_EXERCISE AIM_. Convert the data from the line with "of the closed" to the line with "M 246 111 L", inclusive, into a JSON list of strings with one string per line, omitting blank lines. Leave the pictures out of the list.

_Source records_.
-----
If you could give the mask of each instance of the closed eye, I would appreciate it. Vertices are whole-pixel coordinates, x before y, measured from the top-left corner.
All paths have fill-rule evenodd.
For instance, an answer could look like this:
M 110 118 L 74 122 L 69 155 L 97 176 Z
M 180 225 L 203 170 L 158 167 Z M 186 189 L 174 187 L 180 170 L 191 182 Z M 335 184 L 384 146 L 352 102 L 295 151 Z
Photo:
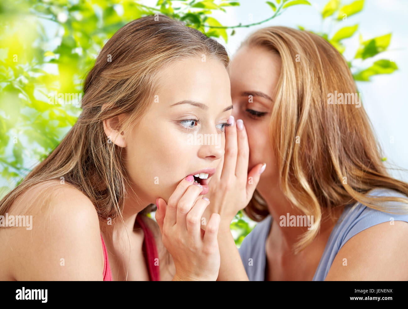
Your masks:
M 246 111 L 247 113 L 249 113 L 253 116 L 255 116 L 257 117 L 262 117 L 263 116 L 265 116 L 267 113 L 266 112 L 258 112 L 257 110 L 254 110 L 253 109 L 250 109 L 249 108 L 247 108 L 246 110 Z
-----
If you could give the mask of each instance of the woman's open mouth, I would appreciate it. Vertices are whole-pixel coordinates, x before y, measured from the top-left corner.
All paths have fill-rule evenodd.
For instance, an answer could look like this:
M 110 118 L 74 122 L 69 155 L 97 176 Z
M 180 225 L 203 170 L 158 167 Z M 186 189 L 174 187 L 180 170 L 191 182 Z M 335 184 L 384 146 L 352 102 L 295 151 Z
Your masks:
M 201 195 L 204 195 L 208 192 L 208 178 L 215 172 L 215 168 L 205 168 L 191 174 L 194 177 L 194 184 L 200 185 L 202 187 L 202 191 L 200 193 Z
-----
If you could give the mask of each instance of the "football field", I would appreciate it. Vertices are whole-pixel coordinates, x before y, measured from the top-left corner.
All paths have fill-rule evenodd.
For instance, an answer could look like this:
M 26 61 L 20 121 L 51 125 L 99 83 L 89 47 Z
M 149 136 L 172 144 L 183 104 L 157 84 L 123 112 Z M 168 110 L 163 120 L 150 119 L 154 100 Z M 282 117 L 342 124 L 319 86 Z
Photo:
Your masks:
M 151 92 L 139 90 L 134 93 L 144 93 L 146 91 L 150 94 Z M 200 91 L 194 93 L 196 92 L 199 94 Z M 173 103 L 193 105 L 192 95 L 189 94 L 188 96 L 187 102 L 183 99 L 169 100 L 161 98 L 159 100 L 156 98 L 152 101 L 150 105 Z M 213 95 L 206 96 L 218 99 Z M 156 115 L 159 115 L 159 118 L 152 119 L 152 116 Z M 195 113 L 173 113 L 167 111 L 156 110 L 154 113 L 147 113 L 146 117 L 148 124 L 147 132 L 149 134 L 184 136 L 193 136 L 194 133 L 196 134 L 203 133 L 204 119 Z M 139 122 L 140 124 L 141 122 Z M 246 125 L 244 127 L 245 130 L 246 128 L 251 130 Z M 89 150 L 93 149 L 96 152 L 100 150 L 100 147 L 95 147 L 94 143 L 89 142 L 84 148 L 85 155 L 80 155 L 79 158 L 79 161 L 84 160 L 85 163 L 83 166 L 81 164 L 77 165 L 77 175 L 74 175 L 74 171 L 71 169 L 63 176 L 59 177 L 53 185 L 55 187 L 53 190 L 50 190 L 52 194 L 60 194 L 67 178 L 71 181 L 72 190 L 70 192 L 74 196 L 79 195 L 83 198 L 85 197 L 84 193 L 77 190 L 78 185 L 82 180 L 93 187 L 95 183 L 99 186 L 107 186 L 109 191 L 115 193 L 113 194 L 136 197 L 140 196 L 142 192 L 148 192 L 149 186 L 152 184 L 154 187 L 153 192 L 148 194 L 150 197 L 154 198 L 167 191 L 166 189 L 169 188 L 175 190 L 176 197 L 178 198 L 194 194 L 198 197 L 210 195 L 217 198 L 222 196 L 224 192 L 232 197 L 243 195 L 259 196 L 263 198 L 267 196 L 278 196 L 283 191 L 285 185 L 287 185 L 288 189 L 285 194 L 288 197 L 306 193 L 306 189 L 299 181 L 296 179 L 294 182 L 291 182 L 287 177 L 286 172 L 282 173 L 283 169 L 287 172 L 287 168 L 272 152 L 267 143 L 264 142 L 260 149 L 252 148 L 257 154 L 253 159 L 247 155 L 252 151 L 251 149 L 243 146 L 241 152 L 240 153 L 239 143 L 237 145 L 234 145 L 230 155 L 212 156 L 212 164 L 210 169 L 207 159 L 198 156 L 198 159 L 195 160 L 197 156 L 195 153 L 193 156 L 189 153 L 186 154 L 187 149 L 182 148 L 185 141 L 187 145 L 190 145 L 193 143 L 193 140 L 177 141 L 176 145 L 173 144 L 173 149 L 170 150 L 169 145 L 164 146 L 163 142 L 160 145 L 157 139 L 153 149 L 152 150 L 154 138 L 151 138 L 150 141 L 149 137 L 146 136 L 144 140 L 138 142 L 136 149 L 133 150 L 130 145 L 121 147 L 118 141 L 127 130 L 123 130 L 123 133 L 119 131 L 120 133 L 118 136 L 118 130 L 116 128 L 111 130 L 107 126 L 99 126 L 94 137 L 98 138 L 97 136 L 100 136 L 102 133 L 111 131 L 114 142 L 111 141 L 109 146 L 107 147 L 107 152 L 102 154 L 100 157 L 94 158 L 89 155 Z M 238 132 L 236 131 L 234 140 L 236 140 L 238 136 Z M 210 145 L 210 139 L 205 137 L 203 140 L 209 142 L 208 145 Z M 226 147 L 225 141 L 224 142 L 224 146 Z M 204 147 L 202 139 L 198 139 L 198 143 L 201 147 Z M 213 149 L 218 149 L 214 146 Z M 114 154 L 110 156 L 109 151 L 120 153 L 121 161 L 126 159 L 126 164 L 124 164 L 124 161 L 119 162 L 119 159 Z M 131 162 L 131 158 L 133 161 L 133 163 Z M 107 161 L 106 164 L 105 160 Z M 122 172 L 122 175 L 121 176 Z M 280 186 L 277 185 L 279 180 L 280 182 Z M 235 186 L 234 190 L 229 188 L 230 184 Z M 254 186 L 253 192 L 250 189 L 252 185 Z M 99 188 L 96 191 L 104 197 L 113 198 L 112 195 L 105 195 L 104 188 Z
-----
_TASK SOLUTION_.
[
  "If you could give the mask of each instance of the closed eye, I would appreciate it. Vertices are whole-pixel coordinates, x before y, measured from the top-left corner.",
  "All paths have fill-rule evenodd.",
  "For instance, an answer could look like this:",
  "M 110 118 L 74 122 L 69 155 L 97 176 Z",
  "M 180 225 L 203 170 L 158 167 Z M 186 189 L 174 187 L 180 170 L 191 182 Z M 335 184 L 384 146 L 352 102 L 295 151 Z",
  "Photo:",
  "Your masks:",
  "M 246 111 L 247 113 L 249 113 L 253 116 L 255 116 L 257 117 L 262 117 L 263 116 L 265 116 L 267 113 L 266 112 L 258 112 L 257 110 L 254 110 L 253 109 L 250 109 L 249 108 L 247 108 L 246 110 Z"
]